(Records from a data source)
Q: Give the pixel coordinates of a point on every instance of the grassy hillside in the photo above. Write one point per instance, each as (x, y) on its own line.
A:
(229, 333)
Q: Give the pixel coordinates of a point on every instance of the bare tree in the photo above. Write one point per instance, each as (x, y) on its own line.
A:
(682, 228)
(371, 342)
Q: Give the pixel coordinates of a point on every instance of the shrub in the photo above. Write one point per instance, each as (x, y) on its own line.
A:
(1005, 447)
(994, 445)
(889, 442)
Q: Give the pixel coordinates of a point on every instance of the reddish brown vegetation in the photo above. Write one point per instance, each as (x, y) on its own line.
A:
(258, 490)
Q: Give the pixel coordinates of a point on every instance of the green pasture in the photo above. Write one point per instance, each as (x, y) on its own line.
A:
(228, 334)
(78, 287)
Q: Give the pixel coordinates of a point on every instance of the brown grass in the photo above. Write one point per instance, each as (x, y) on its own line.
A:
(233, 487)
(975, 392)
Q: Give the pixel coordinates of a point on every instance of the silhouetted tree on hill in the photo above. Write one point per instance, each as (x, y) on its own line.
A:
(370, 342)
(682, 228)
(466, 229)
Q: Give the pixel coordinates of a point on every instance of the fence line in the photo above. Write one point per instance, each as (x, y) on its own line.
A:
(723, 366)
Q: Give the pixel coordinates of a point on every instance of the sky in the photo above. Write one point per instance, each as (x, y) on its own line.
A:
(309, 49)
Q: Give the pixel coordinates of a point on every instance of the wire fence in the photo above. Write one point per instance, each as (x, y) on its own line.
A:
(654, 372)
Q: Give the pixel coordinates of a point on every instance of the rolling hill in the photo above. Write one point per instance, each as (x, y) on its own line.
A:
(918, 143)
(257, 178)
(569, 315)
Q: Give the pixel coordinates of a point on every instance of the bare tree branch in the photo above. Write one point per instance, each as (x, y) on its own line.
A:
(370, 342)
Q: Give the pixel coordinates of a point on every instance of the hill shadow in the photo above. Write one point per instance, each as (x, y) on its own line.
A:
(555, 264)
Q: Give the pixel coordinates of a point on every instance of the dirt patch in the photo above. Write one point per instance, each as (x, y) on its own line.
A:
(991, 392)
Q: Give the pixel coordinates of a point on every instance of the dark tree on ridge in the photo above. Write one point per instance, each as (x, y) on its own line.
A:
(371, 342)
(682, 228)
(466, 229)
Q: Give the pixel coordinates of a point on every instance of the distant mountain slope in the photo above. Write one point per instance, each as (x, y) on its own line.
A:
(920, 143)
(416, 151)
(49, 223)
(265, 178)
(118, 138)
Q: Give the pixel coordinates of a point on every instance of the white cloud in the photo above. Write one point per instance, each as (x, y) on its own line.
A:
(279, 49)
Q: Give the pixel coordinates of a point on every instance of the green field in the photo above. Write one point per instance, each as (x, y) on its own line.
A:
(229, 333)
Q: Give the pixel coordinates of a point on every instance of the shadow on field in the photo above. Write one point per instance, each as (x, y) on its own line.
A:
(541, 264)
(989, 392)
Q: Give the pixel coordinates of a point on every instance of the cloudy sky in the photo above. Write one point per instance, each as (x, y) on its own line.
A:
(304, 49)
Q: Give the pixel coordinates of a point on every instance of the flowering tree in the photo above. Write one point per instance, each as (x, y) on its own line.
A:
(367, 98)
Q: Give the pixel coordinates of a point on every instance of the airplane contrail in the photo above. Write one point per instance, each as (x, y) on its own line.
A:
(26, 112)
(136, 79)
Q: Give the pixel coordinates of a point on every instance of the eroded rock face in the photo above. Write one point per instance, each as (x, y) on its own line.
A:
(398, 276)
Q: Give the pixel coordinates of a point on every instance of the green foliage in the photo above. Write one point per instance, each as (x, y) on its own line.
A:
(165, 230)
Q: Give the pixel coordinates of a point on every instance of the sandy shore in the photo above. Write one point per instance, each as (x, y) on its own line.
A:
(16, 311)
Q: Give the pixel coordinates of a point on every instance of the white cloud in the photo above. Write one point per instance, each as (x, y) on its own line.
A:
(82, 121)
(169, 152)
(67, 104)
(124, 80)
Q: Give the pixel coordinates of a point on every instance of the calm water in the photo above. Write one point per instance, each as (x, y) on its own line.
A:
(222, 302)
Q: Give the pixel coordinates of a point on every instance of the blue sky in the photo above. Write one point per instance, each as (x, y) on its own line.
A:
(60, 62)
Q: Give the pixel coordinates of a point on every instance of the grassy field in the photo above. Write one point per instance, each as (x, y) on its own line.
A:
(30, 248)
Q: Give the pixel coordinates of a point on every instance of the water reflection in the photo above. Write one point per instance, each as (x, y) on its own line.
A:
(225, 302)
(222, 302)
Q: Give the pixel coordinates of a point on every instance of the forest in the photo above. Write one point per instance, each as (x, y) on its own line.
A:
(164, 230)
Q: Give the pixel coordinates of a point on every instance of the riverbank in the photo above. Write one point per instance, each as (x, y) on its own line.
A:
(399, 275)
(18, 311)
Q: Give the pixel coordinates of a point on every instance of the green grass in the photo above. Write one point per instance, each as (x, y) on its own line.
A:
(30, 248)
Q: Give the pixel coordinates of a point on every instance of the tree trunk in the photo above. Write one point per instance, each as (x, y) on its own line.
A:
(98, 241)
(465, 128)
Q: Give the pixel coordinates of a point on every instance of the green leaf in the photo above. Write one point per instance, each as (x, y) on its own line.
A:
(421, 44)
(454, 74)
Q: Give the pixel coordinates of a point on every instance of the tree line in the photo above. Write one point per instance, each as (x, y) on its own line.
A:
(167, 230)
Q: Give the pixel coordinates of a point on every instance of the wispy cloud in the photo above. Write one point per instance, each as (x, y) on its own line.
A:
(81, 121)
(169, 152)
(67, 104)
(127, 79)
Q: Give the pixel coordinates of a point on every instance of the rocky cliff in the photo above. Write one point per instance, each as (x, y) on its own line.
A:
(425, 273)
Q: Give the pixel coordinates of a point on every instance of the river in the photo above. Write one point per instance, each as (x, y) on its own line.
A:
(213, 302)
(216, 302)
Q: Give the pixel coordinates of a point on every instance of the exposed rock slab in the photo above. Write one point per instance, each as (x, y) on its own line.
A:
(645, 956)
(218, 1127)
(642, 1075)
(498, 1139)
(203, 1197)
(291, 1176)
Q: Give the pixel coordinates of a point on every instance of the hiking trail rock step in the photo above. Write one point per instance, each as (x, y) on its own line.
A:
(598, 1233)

Problem statement: Retype the entries one by one, exactly.

Response to the task:
Q: Give the pixel coordinates of a point on every instance of the grassy hillside in the photo above. Write one point per instance, each as (x, y) on its own line.
A:
(229, 333)
Q: Give the pixel coordinates of a point on every instance of the bare tree in the photo above. Write one point per instance, each as (x, y) on its own line.
A:
(682, 228)
(371, 342)
Q: Give the pixel coordinates of a point on every instance of the shrub in the photo above. Write one point per instance, each as (x, y) on its own line.
A:
(1005, 447)
(994, 445)
(889, 442)
Q: Give the pixel coordinates of a point on every instance of the reddish brown vegetation in the photo above. Write one point per instance, each as (x, y) on its own line.
A:
(258, 490)
Q: Give the pixel coordinates of a point on every instance of the green pasture in the photo above. Write one point per instance, each as (x, y) on its own line.
A:
(228, 334)
(78, 287)
Q: Give the pixel coordinates of a point on every instance of the brown grass in the photo above. Write one point per instance, each as (x, y) on its own line.
A:
(233, 487)
(975, 392)
Q: Give the pixel coordinates of a point on every instance of the silhouetted tree on hill in the photo above. Write one point per instance, each as (x, y) on its own line.
A:
(370, 342)
(682, 228)
(466, 229)
Q: Give the pixel coordinates of a point on every instance of the fence line in the photo above. Write one point per instance, each as (x, y) on its own line.
A:
(723, 366)
Q: Give the pixel coordinates of a point on every instance of the sky in the photo above. Write one point per instance, each as (x, y) on its own line.
A:
(309, 49)
Q: Give the pixel coordinates of a point on every instance of the wire fence in the photo above. Write one point per instance, each as (x, y) on its own line.
A:
(654, 372)
Q: Give the pixel coordinates of a point on every instance of the rolling hill in the photo above. Write one point per instance, each as (x, y) on its own line.
A:
(918, 143)
(257, 178)
(569, 315)
Q: Give the pixel coordinates of a point on every instance of the bare tree branch in the photo above. Write one point per instance, each as (x, y) on its own line.
A:
(370, 342)
Q: Give the pixel coordinates of a point on every instance of the hill shadow in the photo above. Write one point per instance, each as (x, y) on its own line.
A:
(555, 264)
Q: Give the pixel coordinates of a point on every instance of the dirt patch in the photo above. Write one point per instance, each as (x, y) on its own line.
A:
(991, 392)
Q: Give the pixel coordinates of a point on every instance of the dark tree on ridge in the photo above. Write one point per instance, each as (x, y) on its own line.
A:
(371, 342)
(682, 228)
(466, 229)
Q: Give the pixel coordinates of a point on every instance of the distant mountain slope in the photo above. Write one point per instance, each as (x, y) on its own line.
A:
(920, 143)
(416, 151)
(49, 223)
(265, 178)
(118, 138)
Q: Give the pixel coordinates of a point on every instance of the white cloud in the photo above. Write one point per instance, each as (x, y) on its own line.
A:
(279, 49)
Q: Give the pixel coordinates of a point on every instance of the green field in the photo above. Write one point per instance, each as (x, y) on its own line.
A:
(229, 333)
Q: Give the pixel coordinates of a point on every instance of the shadow on field in the photo above. Write one point per instance, each as (x, y) on its own line.
A:
(541, 264)
(989, 392)
Q: Give the pixel coordinates of a point on every instance of the cloudy sky in the photo above. Write one point per instance, each as (x, y) on its own line.
A:
(304, 49)
Q: Give the pixel coordinates of a point on every instance of the flowering tree in the photo above. Write one point per instance, each as (x, y) on its own line.
A:
(367, 98)
Q: Give the pixel coordinates of a point on every instance of the airplane contrail in the photo above. Write one point per instance, each as (x, y) on its own line.
A:
(26, 112)
(136, 79)
Q: Give the pixel coordinates of a point on every instance of the eroded rock face in the photo above. Write one point per instance, each as (x, y) on its own line.
A:
(398, 276)
Q: Give the pixel coordinates of a point on every instance of the green foliage in the photo above. Write one point per instance, each as (x, y) on its own line.
A:
(165, 230)
Q: Give the pixel coordinates of a point on every instance of the sandy shore in the photo above. Write one point per instance, each as (x, y) on its own line.
A:
(16, 311)
Q: Give the pixel coordinates of a point on every instance of the white cloud in the photo above. Write one point per instance, each as (x, y) on its own line.
A:
(82, 121)
(169, 152)
(67, 104)
(124, 80)
Q: Give the pixel coordinates of a point on every instance of the calm water in the photo above. Write one point per instance, each as (x, y) on its own line.
A:
(222, 302)
Q: Give the pixel coordinates of a point on every instance of the blue sky in the photo above. Write one point per instance, each as (x, y) on its own line.
A:
(60, 62)
Q: Give the pixel coordinates of a point on every instance of the grassy field in the photo above. Write one point per instance, each as (x, y) on its own line.
A:
(30, 248)
Q: Give the pixel coordinates of a point on every instance of the water reflection in the photo above. Write one point per instance, each as (x, y) on its own line.
A:
(225, 302)
(222, 302)
Q: Give the pixel coordinates of a point on every instance of the forest in the photo above. Write one point per instance, each as (x, y) on its own line.
A:
(164, 230)
Q: Give the pixel coordinates of a point on every instance of the riverbank in the photo above. Write one point per instance, each as (x, y) on its own line.
A:
(399, 275)
(18, 311)
Q: Give the pixel coordinates of a point on every instance of the green grass in the photo above. Write one point per instance, each as (x, y) on its own line.
A:
(30, 248)
Q: Give the pixel coordinates of a point on every instance of the tree trunk in the photo above. Write one point per instance, each as (x, y) on its own line.
A:
(98, 241)
(465, 128)
Q: Give the pixel coordinates of a point on every instance of the green leaf in the photo above. Write one point per instance, each as (x, y) on its own line.
A:
(421, 44)
(454, 74)
Q: Give the pixel coordinates of a point on every instance of the tree line in the photo above. Write one point per instance, each as (x, y) on its own line.
A:
(167, 230)
Q: Give the pixel coordinates of a point on every instance of the wispy cloud in the photo above. Write one point per instance, each as (x, y) on its own line.
A:
(81, 121)
(169, 152)
(67, 104)
(127, 79)
Q: Give the pixel coordinates of a point on every instance of the rocky cliff in the photo above. Write one point per instance, each as (x, y) on its own line.
A:
(425, 273)
Q: Give the pixel coordinates of a point on every instance of the river in the photo above. Write one point per instance, each as (x, y) on its own line.
A:
(213, 302)
(216, 302)
Q: Give the pixel coordinates of a point on every instance of the exposed rock slab in the photo above. Write one point per instance, each as (x, y) on its own line.
A:
(645, 956)
(218, 1127)
(642, 1075)
(498, 1139)
(203, 1197)
(291, 1176)
Q: Give the pixel coordinates of a point on every instance of the hiking trail rock step in the photo above. Write one point per instance, each as (x, y) on its own line.
A:
(598, 1233)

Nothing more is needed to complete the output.